→ Task brief
Repeat exactly the lines from the one containing "of the patterned" through the last line of the records below, both included, and nothing else.

-- begin Given information --

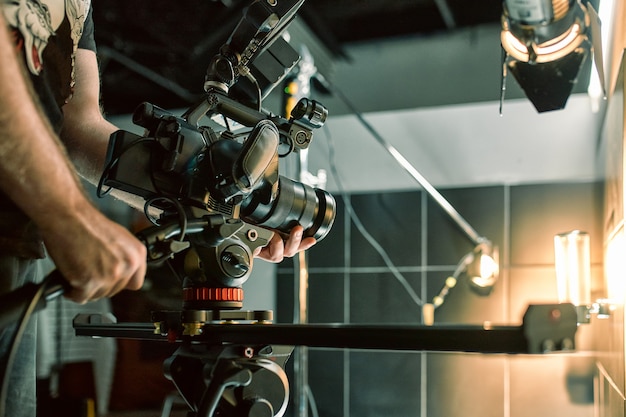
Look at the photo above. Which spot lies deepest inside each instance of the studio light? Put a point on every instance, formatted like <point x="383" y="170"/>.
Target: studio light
<point x="545" y="43"/>
<point x="483" y="268"/>
<point x="572" y="263"/>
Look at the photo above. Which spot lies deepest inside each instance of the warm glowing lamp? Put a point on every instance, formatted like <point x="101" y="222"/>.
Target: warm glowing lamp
<point x="545" y="44"/>
<point x="573" y="271"/>
<point x="483" y="269"/>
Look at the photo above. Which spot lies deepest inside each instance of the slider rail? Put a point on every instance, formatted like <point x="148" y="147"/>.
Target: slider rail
<point x="546" y="328"/>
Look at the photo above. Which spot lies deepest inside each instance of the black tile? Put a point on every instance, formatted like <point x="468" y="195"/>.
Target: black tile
<point x="326" y="380"/>
<point x="393" y="219"/>
<point x="284" y="298"/>
<point x="380" y="298"/>
<point x="326" y="298"/>
<point x="330" y="252"/>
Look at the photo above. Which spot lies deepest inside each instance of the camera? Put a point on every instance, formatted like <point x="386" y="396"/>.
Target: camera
<point x="218" y="190"/>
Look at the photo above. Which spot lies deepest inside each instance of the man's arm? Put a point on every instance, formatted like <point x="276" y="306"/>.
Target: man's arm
<point x="86" y="135"/>
<point x="97" y="257"/>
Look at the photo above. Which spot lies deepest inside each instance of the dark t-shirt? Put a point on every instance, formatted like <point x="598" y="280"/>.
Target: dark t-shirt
<point x="46" y="34"/>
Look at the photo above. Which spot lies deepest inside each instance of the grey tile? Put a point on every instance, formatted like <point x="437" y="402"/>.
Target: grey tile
<point x="538" y="212"/>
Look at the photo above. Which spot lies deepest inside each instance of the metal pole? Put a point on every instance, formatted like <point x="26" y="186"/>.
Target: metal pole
<point x="300" y="88"/>
<point x="406" y="165"/>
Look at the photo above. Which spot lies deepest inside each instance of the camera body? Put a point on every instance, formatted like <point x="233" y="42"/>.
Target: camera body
<point x="217" y="189"/>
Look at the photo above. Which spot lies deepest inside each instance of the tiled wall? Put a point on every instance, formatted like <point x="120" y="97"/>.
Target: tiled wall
<point x="349" y="283"/>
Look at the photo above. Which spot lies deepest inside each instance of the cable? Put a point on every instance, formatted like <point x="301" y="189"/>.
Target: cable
<point x="105" y="173"/>
<point x="50" y="283"/>
<point x="361" y="228"/>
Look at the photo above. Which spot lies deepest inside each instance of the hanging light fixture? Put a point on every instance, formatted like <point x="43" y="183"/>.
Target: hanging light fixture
<point x="545" y="44"/>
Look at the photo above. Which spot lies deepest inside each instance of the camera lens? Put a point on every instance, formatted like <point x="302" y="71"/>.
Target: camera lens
<point x="296" y="203"/>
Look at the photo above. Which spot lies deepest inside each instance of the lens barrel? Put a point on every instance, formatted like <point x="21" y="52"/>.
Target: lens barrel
<point x="296" y="204"/>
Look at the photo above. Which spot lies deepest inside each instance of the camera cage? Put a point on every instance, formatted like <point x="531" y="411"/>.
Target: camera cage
<point x="214" y="193"/>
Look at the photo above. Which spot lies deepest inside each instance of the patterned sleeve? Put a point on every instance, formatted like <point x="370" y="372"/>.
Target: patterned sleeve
<point x="87" y="40"/>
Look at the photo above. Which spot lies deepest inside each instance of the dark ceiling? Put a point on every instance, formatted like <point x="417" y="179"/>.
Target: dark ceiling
<point x="158" y="50"/>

-- end Given information --

→ Task response
Look at the photo above. Which spot lies deepest inside each instance of the patterned sleeve? Put a point on every instance, formatted like <point x="370" y="372"/>.
Target: patterned sleeve
<point x="87" y="40"/>
Look at the photo above. Which spot lies deepest inside each instance of the dark ceiling? Put a point on every instance, formatted like <point x="417" y="179"/>.
Target: dark ceiling
<point x="158" y="50"/>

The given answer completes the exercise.